# Libertés & Droits Humains
Forfait jours : nullité en cas de non-respect des mentions supplétives

Pour être valable, une convention individuelle de forfait jours doit être conclue sur la base d’un accord collectif, lequel doit notamment déterminer (C. Trav. L.3121-64) :

  • Les modalités selon lesquelles l'employeur assure l'évaluation et le suivi régulier de la charge de travail du salarié,
  • Les modalités selon lesquelles l'employeur et le salarié communiquent périodiquement sur la charge de travail du salarié, sur l'articulation entre son activité professionnelle et sa vie personnelle, sur sa rémunération ainsi que sur l'organisation du travail dans l'entreprise ;
  • Les modalités selon lesquelles le salarié peut exercer son droit à la déconnexion prévu au 7° de l'article L. 2242-17.

Afin de sécuriser les forfaits annuels en jours existants et de permettre aux entreprises de conclure de nouvelles conventions individuelles, la loi du 8 août 2016 (Loi Travail) a prévu un dispositif de rattrapage pour les entreprises.


Ainsi, lorsque l’accord collectif ne comporte pas de clauses spécifiques à ces sujets, ou si ces dernières sont insuffisantes, l’employeur peut mettre en places des mesures dites de « rattrapage », permettant de pallier l’insuffisance ou l’absence de ces mentions.


C’est ce que vient de rappeler la Cour de cassation, qui précise que l’employeur doit appliquer les dispositions de l’article L.3121-65 du Code du travail (Cass. soc., 10 janv. 2024, n° 22-15.782), sous peine de nullité de la convention individuelle de forfait en jours.

En vertu de cet article, l’employeur doit :

  • Établir un document de contrôle faisant apparaître le nombre et la date des journées ou demi-journées travaillées. Sous la responsabilité de l'employeur, ce document peut être renseigné par le salarié ;
  • S’assurer que la charge de travail du salarié est compatible avec le respect des temps de repos quotidiens et hebdomadaires ;
  • Organiser une fois par an un entretien avec le salarié pour évoquer sa charge de travail, qui doit être raisonnable, l'organisation de son travail, l'articulation entre son activité professionnelle et sa vie personnelle ainsi que sa rémunération.

Dans le cadre d’un contentieux avec son employeur, un salarié avait sollicité la nullité de sa convention de forfait jours (qui, rappelons-le, lorsqu’elle prospère, ouvre droit à un rappel d’heures supplémentaires pour toutes les heures accomplies au-delà de 35 heures, dans la limite de la prescription triennale, ainsi qu’à un risque de condamnation pour travail dissimulé).

| DONNÉES À EXAMINER |
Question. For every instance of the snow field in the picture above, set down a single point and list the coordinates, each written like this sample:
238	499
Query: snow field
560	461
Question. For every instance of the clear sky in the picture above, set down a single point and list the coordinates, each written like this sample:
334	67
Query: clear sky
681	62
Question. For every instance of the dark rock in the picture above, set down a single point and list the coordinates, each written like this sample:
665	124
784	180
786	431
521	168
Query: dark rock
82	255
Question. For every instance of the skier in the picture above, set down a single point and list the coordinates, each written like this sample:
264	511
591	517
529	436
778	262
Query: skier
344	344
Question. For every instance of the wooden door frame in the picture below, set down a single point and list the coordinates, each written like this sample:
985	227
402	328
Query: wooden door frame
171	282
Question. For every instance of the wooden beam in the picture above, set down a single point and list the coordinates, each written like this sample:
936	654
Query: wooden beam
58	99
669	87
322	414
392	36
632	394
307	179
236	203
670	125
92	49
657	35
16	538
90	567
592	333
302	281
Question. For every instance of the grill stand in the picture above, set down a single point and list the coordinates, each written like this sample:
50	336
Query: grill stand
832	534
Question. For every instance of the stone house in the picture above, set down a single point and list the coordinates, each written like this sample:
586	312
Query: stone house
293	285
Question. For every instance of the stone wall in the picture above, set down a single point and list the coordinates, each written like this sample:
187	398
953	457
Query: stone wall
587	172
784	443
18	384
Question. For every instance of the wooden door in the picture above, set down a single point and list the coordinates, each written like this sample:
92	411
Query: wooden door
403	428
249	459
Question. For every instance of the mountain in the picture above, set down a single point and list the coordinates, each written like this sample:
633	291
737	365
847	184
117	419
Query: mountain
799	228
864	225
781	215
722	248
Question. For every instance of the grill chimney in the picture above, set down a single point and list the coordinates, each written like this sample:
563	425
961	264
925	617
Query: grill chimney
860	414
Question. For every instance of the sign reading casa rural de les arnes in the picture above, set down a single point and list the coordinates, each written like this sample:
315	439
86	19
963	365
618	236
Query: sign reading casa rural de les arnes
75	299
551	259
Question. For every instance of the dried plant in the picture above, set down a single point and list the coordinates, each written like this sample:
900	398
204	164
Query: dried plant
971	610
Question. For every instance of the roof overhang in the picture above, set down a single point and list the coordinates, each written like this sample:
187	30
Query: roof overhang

| CONSIGNE |
D'après le texte sur le forfait jours, à quelle fréquence l'employeur doit-il organiser un entretien avec le salarié au titre de l'article L.3121-65 ?

| SOLUTION DE L'EXERCICE |
Une fois par an.